→ **TASK TO COMPLETE**:
Leaving every image behind, reproduce the records word for word.
[LISTED ENTRIES]
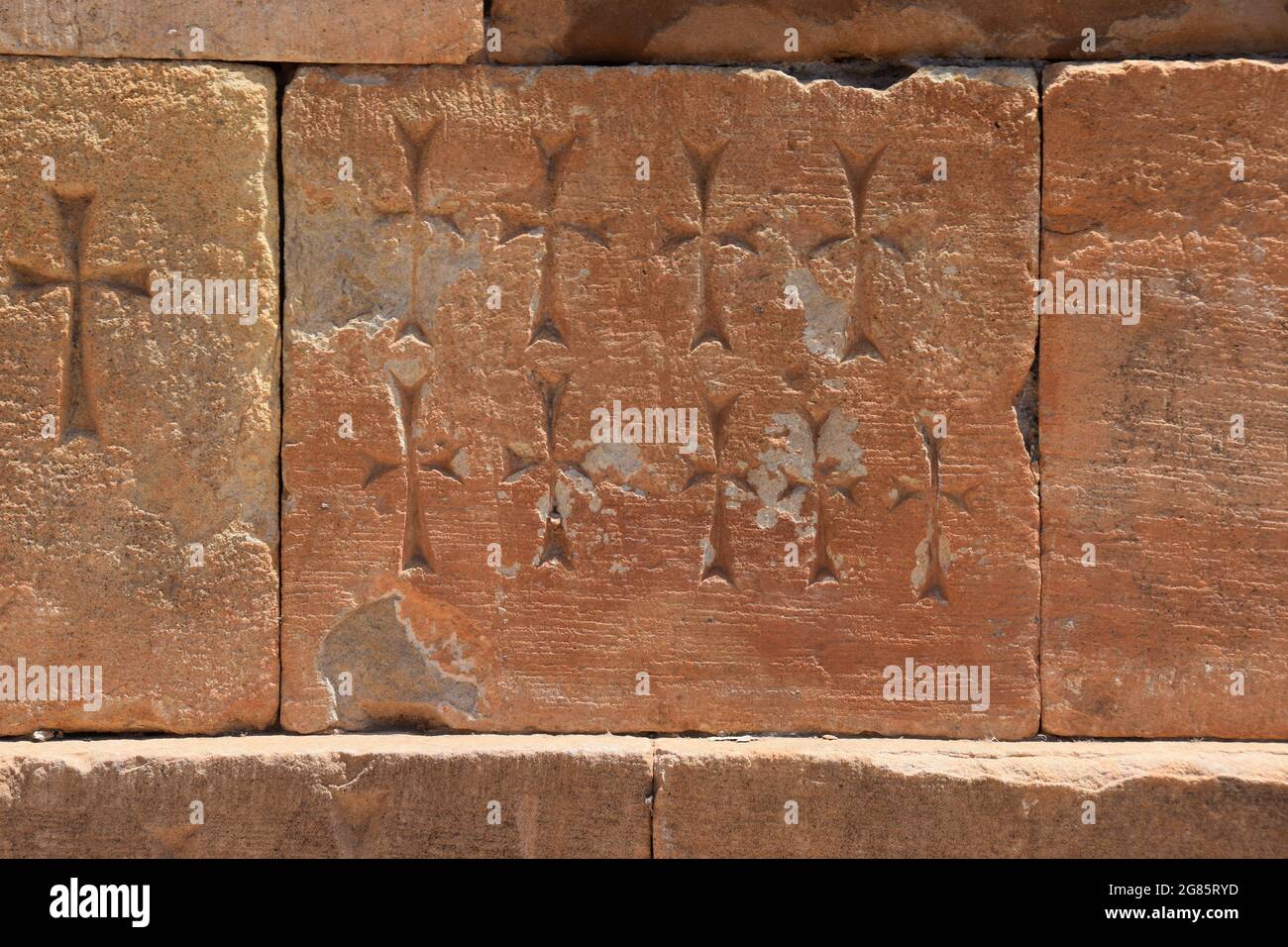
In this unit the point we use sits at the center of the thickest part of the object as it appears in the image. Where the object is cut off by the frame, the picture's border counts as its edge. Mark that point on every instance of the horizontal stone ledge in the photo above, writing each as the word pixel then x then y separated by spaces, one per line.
pixel 750 31
pixel 279 796
pixel 469 795
pixel 900 799
pixel 374 31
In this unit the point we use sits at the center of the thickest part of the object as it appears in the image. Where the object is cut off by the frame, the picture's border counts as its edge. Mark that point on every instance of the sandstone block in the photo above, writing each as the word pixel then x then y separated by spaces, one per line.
pixel 747 31
pixel 1164 438
pixel 381 31
pixel 827 286
pixel 969 799
pixel 273 796
pixel 138 433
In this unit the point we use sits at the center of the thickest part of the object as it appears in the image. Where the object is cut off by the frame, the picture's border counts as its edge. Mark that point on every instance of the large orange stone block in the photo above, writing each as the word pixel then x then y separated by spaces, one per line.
pixel 1164 438
pixel 747 31
pixel 818 299
pixel 138 425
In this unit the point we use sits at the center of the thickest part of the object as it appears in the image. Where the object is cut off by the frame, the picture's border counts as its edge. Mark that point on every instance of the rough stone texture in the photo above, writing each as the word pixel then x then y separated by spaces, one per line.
pixel 618 560
pixel 1189 525
pixel 967 799
pixel 376 31
pixel 274 796
pixel 733 31
pixel 162 428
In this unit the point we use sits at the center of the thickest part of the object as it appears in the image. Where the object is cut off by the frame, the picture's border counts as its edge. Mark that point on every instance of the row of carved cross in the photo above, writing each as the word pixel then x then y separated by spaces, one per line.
pixel 825 483
pixel 536 210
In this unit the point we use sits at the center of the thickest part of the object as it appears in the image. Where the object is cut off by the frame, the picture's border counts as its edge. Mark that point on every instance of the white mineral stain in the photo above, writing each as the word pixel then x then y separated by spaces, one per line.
pixel 625 459
pixel 824 317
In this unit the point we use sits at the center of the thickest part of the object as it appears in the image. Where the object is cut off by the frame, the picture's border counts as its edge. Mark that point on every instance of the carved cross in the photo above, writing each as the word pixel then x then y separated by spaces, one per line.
pixel 443 460
pixel 825 479
pixel 719 565
pixel 712 324
pixel 535 211
pixel 858 325
pixel 931 583
pixel 516 466
pixel 416 141
pixel 78 410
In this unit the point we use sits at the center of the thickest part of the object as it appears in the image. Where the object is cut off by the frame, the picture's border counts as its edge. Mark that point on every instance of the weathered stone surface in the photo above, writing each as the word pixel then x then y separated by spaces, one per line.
pixel 128 433
pixel 1141 455
pixel 967 799
pixel 274 796
pixel 373 31
pixel 459 551
pixel 733 31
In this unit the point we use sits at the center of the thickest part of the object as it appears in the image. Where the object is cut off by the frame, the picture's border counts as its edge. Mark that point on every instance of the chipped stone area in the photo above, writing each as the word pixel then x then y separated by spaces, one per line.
pixel 489 268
[/LISTED ENTRIES]
→ **WORKED SOLUTION**:
In this unit the point we use sits at the center of the thickest part of the object as it appears in the image. Where the object is cut off by the frame, the picture's border counts as its edge. Mark that point on every instance of the horizontal stone ledge in the photo above, writing each as the word pixel then x then y separated by spaces, one per line.
pixel 750 31
pixel 279 796
pixel 469 795
pixel 900 799
pixel 374 31
In this unit the point we use sits at the center of the thickest part of the object as it appears in the image. Where the object is cut off by the frame, the picture's border counts as its edge. Mark that point on every instance of the sandstone block in the photo above, writing each as the word pixel then x then y separated by spaces, one per line.
pixel 747 31
pixel 1164 438
pixel 381 31
pixel 827 286
pixel 969 799
pixel 273 796
pixel 138 433
In this unit the point we use sits at the center of the thickest part of the object as it appears in the image. Where the object is cut off by the frame, the picture's border counts as its edge. Mark that point on every instance of the large orange stone block in the photo above, writing each as the word pixel then x then y separated by spaces, one per line.
pixel 1164 438
pixel 747 31
pixel 818 299
pixel 138 425
In this unit the point we use sits at the center of the thickest part of the object as it appears in the image. Where the object is cut off by the frame, the picture's border counts as its edge. Mark that point on every instance of the rough stone texture in the photo above, writing each as the word pixel then x then y separated by spaces, one per line.
pixel 618 560
pixel 1189 525
pixel 967 799
pixel 376 31
pixel 274 796
pixel 733 31
pixel 162 428
In this unit the point we use sits at the center of the thickest part of the object as it appears in the image. Where the object is cut off by the frame, the picture's border counts as its edge. Mark that point on every instance of the row of carved cross in the photo above, writing each as the word pixel then x then y separated by spaces, one per line.
pixel 825 483
pixel 536 210
In this unit the point we use sits at the center of the thickest part of the object as it appears in the image. Where the object is cut off by the frame, the picture's border counts as its edge. Mark that point on every instance of the white mineral stain in the photo above, writing each as the word pixel then x then y separated by spaces, one per line.
pixel 625 459
pixel 824 317
In this unit the point we use sits at the center of the thickest part of the object as it appears in the image. Where the object is cut off by the frame, the picture's border counts as its edge. Mark that point on every instance of the carved cross in the photo above, writing each as the word pixel then x then y separated by spaces, one per line.
pixel 443 460
pixel 825 479
pixel 719 565
pixel 712 324
pixel 535 211
pixel 858 325
pixel 931 583
pixel 516 466
pixel 416 141
pixel 78 410
In this unit the point we use sits at the center of the thickest part of the object as it appears in the image. Where the object is cut off by the frame, the picture's border counts as its edge. Mark that point on every instance of the weathered stone surface in the photo above, writing each as the word pixel then x then y separated by spaces, one per line.
pixel 128 433
pixel 1141 455
pixel 967 799
pixel 274 796
pixel 373 31
pixel 459 551
pixel 733 31
In this unit the point we use sits at the center of the thickest part of the object as it appears in the image. Where the object is cut off by the frame, the picture's border counts as its edge. Mark that point on every instance of the chipped stone area in the photo above, writing each as the word pixel then x then y separated by spaces, one per line.
pixel 489 268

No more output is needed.